Set exercise:
Set all the material down again unchanged, without the pictures.

Provided information:
········

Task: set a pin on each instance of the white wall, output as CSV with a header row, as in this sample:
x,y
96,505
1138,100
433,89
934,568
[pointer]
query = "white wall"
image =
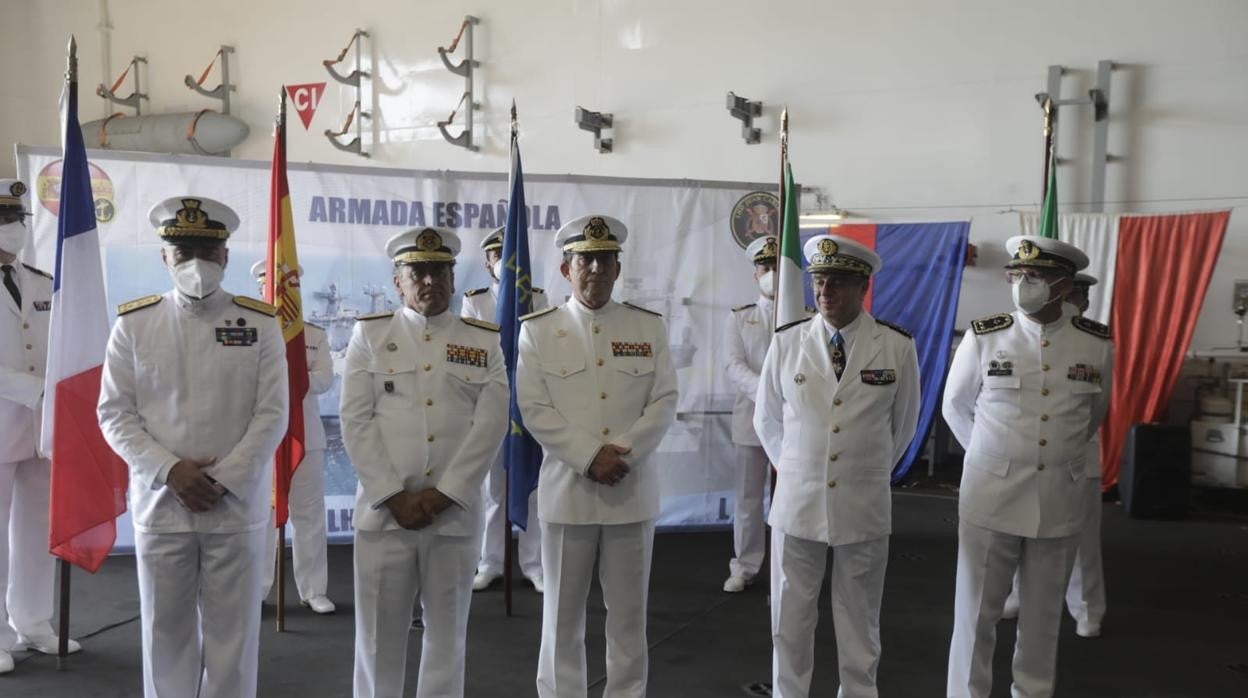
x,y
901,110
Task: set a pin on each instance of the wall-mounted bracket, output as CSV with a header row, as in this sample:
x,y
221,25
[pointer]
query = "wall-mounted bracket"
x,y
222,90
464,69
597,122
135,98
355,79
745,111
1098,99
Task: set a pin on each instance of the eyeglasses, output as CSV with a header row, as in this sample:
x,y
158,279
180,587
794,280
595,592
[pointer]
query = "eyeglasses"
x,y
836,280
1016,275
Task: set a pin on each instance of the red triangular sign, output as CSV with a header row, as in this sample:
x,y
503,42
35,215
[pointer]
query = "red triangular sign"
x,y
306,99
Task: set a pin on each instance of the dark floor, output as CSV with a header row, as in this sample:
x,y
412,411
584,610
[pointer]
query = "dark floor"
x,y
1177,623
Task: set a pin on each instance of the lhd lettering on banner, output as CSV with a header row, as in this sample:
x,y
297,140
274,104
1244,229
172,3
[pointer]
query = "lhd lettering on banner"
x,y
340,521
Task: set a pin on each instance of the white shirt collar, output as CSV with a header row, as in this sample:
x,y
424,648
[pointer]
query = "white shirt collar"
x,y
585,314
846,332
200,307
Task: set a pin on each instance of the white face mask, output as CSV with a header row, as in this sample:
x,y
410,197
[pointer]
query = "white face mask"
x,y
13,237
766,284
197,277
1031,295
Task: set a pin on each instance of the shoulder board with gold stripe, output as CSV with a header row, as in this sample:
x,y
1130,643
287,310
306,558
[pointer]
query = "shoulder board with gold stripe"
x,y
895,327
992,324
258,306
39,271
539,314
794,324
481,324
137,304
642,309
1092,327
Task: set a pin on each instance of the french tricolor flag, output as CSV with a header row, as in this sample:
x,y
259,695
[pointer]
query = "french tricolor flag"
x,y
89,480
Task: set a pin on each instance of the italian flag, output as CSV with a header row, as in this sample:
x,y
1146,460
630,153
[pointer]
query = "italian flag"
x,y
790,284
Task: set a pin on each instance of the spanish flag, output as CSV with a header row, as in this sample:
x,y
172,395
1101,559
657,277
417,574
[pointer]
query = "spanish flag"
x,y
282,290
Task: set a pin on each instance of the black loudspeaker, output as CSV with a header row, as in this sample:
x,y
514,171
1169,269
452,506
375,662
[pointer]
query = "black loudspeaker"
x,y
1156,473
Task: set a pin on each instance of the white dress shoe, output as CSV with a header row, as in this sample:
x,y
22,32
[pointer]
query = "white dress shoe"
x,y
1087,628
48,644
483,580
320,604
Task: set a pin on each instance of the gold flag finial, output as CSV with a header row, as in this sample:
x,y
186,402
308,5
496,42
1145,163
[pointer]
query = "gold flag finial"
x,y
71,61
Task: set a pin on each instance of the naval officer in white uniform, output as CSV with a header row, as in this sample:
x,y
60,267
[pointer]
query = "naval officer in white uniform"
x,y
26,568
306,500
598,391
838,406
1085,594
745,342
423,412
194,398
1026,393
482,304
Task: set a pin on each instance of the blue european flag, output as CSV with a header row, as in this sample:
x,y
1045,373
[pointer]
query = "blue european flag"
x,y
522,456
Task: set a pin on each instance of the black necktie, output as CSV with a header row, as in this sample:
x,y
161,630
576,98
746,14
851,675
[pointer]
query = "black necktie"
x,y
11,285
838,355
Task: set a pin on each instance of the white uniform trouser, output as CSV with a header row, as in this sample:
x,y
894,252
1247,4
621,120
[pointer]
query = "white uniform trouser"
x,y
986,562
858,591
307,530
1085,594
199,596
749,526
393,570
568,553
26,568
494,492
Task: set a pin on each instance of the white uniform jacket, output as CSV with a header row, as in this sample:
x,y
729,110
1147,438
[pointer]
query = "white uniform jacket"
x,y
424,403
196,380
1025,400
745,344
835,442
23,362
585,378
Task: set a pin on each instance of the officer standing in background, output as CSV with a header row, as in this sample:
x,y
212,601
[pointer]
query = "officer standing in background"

········

Response below:
Task: set a pin on each instance of the white wall, output as CSV with a header row, as in this sample:
x,y
96,505
1138,100
433,89
934,568
[pointer]
query = "white wall"
image =
x,y
901,110
Task: set a pin on each instance of the wall-mounted bracket, output as CSV with a header row, as in this sample:
x,y
221,25
[pointer]
query = "wall-mounted bracket"
x,y
222,90
464,69
597,122
135,98
355,79
745,111
1098,99
Task: set a pin on each instance of the eyeglasses, output as CSV with a header row, as in this sample:
x,y
158,279
180,587
794,280
595,592
[pointer]
query = "eyeglasses"
x,y
836,280
1016,275
Task: set a pin on each instance of the red triangular sign, output as CSV with a header row, as in this sample:
x,y
503,42
35,215
[pointer]
query = "red triangular sign"
x,y
306,99
Task: set a pin on each instance of the dark floor, output as CSV with a header row, as in this sample:
x,y
412,411
584,610
[pointer]
query = "dark floor"
x,y
1177,623
Task: set a pin on each instance of the lhd lettering on banner, output as CSV with a header row, as in this sample:
x,y
297,140
274,104
1244,229
172,3
[pointer]
query = "lhd lettering on banner"
x,y
340,521
Task: set a pin on each instance of the white shirt collar, output as CSV with a header row, as in this sample:
x,y
424,648
[pointer]
query = "white shirt collar"
x,y
585,314
846,332
200,307
Task: set a pin on each instance of the white face mask, output as CSV with a header row, as in this sample:
x,y
410,197
[pointer]
query = "white face mask"
x,y
13,237
766,284
197,277
1031,295
Task: set a pin on each instance of the shoulder board with gold stripe, output as CSV with a header row, as in this sample:
x,y
1130,643
287,310
306,558
[pointer]
query = "shoulder board with gold stripe"
x,y
895,327
992,324
258,306
39,271
539,314
794,324
481,324
137,304
642,309
1092,327
Task: set a pin on each instance of the french tricolor flag, output as CSV with a header row, as in this sample:
x,y
259,695
[pointer]
query = "french tricolor flag"
x,y
89,480
Task: set a pin on each instance of the italian flag, output as CSV with a header row, as in this sample:
x,y
1146,460
630,153
[pointer]
query = "italian flag"
x,y
790,284
Task: set a pin on each instance of the spanish flag, output as CSV with a header row, as in this sample:
x,y
172,395
1101,559
657,277
417,574
[pointer]
query = "spanish flag"
x,y
282,290
Task: set a pin on each instance of the black loudspeaker, output as CSV with a header row, as in this sample:
x,y
514,171
1169,269
452,506
375,662
[pointer]
query = "black loudspeaker"
x,y
1156,473
Task: set a pin on each instance of the white dress shoe, output as CSV with a header row, as in this sample:
x,y
22,32
[pointer]
query = "white dress shoe"
x,y
1087,628
48,644
483,580
320,604
Task: set a pin on each instance of the gold flag finial, output as CSV with a header row, as in this sample:
x,y
186,402
308,5
496,42
1145,163
[pointer]
query = "gold flag finial"
x,y
71,61
Task: set a pin on each instance of the naval officer in white uniform, output as CSV with a header row, as in this sample:
x,y
60,267
[pointer]
query = "naval officer in white uniform"
x,y
26,568
306,500
598,391
838,406
1085,594
745,342
423,412
194,398
1026,393
482,304
Task: set a pin on each instance of the blue european flag, output as CSV with a header row, as in this sample:
x,y
1045,373
[pointer]
query = "blue european flag"
x,y
522,456
Task: set a pin on each instance of the black necktie, output as CSV with a header row, as in this sample:
x,y
161,630
576,98
746,14
851,675
[pointer]
query = "black necktie"
x,y
11,285
838,355
Task: set a pin on each instance of the white uniform trouser, output as CSV with a header row, as in this sample:
x,y
894,252
1247,4
621,120
[pointer]
query = "white uniform trouser"
x,y
986,562
858,591
307,530
1085,594
199,596
749,526
393,570
568,553
26,568
494,492
Task: set a pin on each instance of the white uniform jacket, output as CSV with a header row, as in this sample:
x,y
729,110
1147,438
[pointer]
query = "white uniform jacket"
x,y
424,403
196,380
1025,400
745,344
835,442
23,362
585,378
Task: set a pin on each instance of the officer standing in background, output as CSV with a header row, as in this sample:
x,y
212,601
[pointer]
query = "officer standing in background"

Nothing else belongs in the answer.